== Problem to work on ==
Write out each entry again. Keep every word exactly as it is.

== Supplied information ==
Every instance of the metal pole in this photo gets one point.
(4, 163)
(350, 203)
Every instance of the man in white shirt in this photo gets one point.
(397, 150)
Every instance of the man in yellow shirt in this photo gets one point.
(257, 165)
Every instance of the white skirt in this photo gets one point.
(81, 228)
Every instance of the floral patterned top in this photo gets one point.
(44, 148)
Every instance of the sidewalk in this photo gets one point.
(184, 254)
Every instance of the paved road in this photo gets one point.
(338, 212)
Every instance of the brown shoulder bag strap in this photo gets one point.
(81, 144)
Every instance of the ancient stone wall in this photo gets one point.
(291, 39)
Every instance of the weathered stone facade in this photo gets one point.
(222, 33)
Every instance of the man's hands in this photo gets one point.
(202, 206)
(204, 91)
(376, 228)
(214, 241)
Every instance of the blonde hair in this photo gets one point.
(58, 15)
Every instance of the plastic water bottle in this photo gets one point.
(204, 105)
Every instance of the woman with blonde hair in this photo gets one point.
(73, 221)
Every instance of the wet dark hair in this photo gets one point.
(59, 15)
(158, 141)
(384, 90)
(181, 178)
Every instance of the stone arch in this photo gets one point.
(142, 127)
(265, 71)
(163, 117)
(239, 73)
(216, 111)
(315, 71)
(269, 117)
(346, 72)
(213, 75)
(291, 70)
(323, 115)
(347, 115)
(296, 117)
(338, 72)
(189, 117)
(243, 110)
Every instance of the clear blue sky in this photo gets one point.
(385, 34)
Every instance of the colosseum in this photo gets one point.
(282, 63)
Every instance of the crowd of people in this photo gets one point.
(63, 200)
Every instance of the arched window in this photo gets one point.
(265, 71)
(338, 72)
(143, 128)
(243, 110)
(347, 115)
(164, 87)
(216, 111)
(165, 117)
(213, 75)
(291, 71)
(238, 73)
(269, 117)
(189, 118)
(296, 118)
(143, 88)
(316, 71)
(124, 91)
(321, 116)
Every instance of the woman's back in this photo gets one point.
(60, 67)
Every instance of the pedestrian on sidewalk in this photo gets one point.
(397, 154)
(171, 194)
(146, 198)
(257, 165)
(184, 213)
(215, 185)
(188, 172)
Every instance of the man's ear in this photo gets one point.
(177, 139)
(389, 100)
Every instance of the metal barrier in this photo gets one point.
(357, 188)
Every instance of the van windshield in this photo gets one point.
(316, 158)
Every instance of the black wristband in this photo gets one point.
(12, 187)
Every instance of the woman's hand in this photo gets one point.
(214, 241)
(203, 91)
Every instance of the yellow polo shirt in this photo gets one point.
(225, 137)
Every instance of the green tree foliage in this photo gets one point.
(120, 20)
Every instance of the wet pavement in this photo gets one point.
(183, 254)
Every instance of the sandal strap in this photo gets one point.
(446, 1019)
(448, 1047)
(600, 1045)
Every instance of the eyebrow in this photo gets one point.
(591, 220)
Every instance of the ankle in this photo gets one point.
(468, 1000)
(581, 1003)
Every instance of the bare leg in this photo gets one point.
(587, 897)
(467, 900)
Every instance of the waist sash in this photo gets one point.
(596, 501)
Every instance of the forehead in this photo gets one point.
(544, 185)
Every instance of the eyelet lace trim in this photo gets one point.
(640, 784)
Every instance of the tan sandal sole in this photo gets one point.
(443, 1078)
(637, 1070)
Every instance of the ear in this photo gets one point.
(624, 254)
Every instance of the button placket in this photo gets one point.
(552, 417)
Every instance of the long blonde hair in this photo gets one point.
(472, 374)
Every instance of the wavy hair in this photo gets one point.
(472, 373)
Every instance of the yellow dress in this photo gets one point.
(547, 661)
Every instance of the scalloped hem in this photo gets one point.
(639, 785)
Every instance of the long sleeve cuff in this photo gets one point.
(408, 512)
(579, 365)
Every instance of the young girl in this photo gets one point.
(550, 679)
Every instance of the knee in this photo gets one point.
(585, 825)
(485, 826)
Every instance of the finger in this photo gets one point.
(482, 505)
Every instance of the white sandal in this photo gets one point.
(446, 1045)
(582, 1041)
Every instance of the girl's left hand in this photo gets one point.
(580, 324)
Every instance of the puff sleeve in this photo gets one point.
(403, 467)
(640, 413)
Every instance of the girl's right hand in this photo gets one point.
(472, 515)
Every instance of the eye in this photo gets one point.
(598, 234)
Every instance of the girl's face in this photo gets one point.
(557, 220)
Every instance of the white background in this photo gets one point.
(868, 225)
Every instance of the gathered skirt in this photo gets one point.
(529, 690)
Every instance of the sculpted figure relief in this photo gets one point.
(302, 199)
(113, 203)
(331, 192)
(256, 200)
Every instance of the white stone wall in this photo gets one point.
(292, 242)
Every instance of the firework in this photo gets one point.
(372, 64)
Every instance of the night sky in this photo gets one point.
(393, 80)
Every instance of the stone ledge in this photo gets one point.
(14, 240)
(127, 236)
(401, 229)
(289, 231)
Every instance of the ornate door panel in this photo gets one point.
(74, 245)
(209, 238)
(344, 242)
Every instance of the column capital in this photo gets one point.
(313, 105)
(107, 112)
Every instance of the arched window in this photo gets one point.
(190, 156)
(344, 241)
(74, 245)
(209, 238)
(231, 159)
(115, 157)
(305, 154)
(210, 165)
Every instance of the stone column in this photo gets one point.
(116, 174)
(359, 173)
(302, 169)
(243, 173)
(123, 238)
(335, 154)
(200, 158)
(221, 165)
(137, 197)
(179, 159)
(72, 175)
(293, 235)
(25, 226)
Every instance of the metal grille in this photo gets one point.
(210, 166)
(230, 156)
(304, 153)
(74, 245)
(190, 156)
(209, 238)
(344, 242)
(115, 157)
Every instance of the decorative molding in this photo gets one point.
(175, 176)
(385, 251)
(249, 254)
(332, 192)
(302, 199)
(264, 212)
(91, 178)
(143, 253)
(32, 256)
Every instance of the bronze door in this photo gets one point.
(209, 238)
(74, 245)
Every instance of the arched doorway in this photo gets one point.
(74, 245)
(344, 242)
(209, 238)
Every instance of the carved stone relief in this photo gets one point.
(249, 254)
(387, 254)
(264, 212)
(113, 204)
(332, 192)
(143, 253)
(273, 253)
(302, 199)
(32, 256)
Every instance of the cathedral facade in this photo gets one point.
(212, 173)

== Task response ==
Every instance of the metal pole in this photo gets one point.
(4, 163)
(350, 203)
Every instance of the man in white shirt in this photo gets one point.
(397, 150)
Every instance of the man in yellow shirt in this photo gets one point.
(257, 165)
Every instance of the white skirt in this photo gets one point.
(81, 228)
Every instance of the floral patterned top in this photo gets one point.
(44, 148)
Every instance of the sidewalk in this photo gets one point.
(184, 254)
Every instance of the paved road in this photo gets one point.
(338, 212)
Every instance of the brown shoulder bag strap in this photo gets one point.
(81, 144)
Every instance of the ancient stone wall in this photo gets one point.
(291, 39)
Every instance of the weathered stone facade in this photo gets one point.
(222, 33)
Every instance of the man's hands in this photo gets one point.
(202, 206)
(204, 91)
(376, 228)
(214, 241)
Every instance of the blonde hair in this photo gets one point.
(58, 15)
Every instance of the plastic water bottle in this photo gets one point.
(204, 105)
Every instance of the woman with blonde hair in this photo gets one point.
(73, 221)
Every instance of the wet dark hair in this photo gets one point.
(59, 15)
(158, 141)
(384, 90)
(181, 178)
Every instance of the stone arch in this photo gets one point.
(142, 127)
(265, 71)
(163, 117)
(239, 73)
(216, 111)
(315, 71)
(269, 117)
(346, 72)
(213, 75)
(291, 70)
(323, 115)
(347, 115)
(296, 117)
(338, 72)
(189, 117)
(243, 110)
Every instance of the clear blue sky in this photo gets one point.
(385, 34)
Every instance of the colosseum in this photo gets one point.
(282, 63)
Every instance of the crowd of people in this photo gets one point.
(63, 200)
Every instance of the arched window in this photo gets one point.
(265, 71)
(338, 72)
(143, 128)
(243, 110)
(347, 115)
(164, 87)
(216, 111)
(165, 117)
(213, 75)
(291, 71)
(238, 73)
(269, 117)
(189, 118)
(296, 118)
(143, 88)
(316, 71)
(124, 91)
(321, 116)
Every instance of the woman's back in this photo gets one point.
(60, 67)
Every instance of the pedestrian on sidewalk in this photo gets one point.
(397, 154)
(171, 194)
(146, 198)
(257, 165)
(184, 213)
(215, 185)
(188, 172)
Every instance of the man's ear in this photo gets one point.
(177, 139)
(389, 100)
Every instance of the metal barrier in this photo gets one point.
(357, 188)
Every instance of the van windshield in this photo gets one point.
(316, 158)
Every instance of the black wristband in this photo gets one point.
(12, 187)
Every instance of the woman's hand in this photo gets one point.
(214, 241)
(203, 91)
Every instance of the yellow polo shirt in this photo gets one point.
(225, 137)
Every instance of the green tree foliage in this photo gets one point.
(120, 20)
Every instance of the wet pavement in this photo gets one point.
(183, 254)
Every instance of the sandal strap in this photo gets one point.
(446, 1019)
(448, 1047)
(600, 1045)
Every instance of the eyebrow in this photo gets one point.
(591, 220)
Every instance of the ankle in this photo gets one point.
(468, 1000)
(581, 1003)
Every instance of the bare leg in this photo gets one point.
(587, 897)
(467, 900)
Every instance of the waist sash in this photo gets one point.
(596, 501)
Every instance of the forehead in this photo gets one point.
(544, 185)
Every instance of the eyelet lace trim in this photo gets one point.
(640, 784)
Every instance of the tan sandal sole in this photo gets one point.
(443, 1078)
(637, 1070)
Every instance of the ear in this photo gets one point.
(624, 254)
Every instance of the button placket in this photo gets one point.
(552, 417)
Every instance of the long blonde hair in this photo gets one point.
(472, 374)
Every instance of the wavy hair in this photo gets one point.
(472, 373)
Every instance of the yellow dress in this photo gets one point.
(547, 661)
Every instance of the scalloped hem in this photo gets one point.
(639, 785)
Every instance of the long sleeve cuff in this photo gets one point.
(408, 512)
(579, 365)
Every instance of the young girl in this photo gets one point.
(550, 679)
Every instance of the knee in this photo gets one point.
(585, 825)
(485, 826)
Every instance of the finger in this photo gets one point.
(482, 505)
Every instance of the white sandal in this photo gets one point.
(446, 1045)
(582, 1041)
Every instance of the girl's left hand in this photo gets one point.
(580, 324)
Every instance of the puff sleeve in this photo gets one point.
(403, 467)
(640, 413)
Every instance of the girl's right hand in this photo gets one point.
(472, 515)
Every instance of the eye in this photo gets one point.
(598, 234)
Every instance of the girl's face in this photo gets one point.
(557, 220)
Every instance of the white background in this photo gets one point.
(868, 225)
Every instance of the gathered skirt in this photo gets one point.
(529, 690)
Every instance of the sculpted figure relief in this photo gets one point.
(302, 199)
(113, 203)
(331, 192)
(256, 200)
Every instance of the white stone wall in this photo gets one point.
(292, 242)
Every instance of the firework in this photo gets one point.
(372, 64)
Every instance of the night sky in this photo gets one point.
(393, 80)
Every instance of the stone ledge in this photo gets one point.
(14, 240)
(127, 236)
(401, 229)
(289, 231)
Every instance of the ornate door panel in this photo gets one point.
(74, 245)
(209, 238)
(344, 242)
Every instance of the column capital in this photo gets one point.
(313, 105)
(107, 112)
Every instance of the arched window in this photo gets one point.
(190, 156)
(344, 241)
(74, 245)
(209, 238)
(231, 159)
(115, 157)
(305, 154)
(210, 165)
Every instance of the stone column in this photo gets one point.
(116, 174)
(359, 173)
(302, 169)
(243, 173)
(123, 238)
(335, 154)
(200, 158)
(221, 165)
(137, 197)
(179, 159)
(72, 175)
(293, 235)
(25, 226)
Every instance of the metal grille in this photo gets one point.
(210, 166)
(230, 156)
(304, 153)
(74, 245)
(190, 156)
(209, 238)
(344, 242)
(115, 157)
Every instance of the decorative molding in this photo gets one point.
(175, 176)
(385, 251)
(249, 254)
(332, 192)
(302, 199)
(264, 212)
(91, 178)
(143, 253)
(32, 256)
Every instance of the bronze door in this photo gets one point.
(209, 238)
(74, 245)
Every instance of the arched doorway in this photo gets one point.
(74, 245)
(344, 242)
(209, 238)
Every instance of the carved stone relief in this photo gets one point.
(249, 254)
(387, 254)
(264, 212)
(113, 204)
(332, 192)
(143, 253)
(273, 253)
(302, 199)
(32, 256)
Every instance of the cathedral facade in this photo gets one point.
(212, 173)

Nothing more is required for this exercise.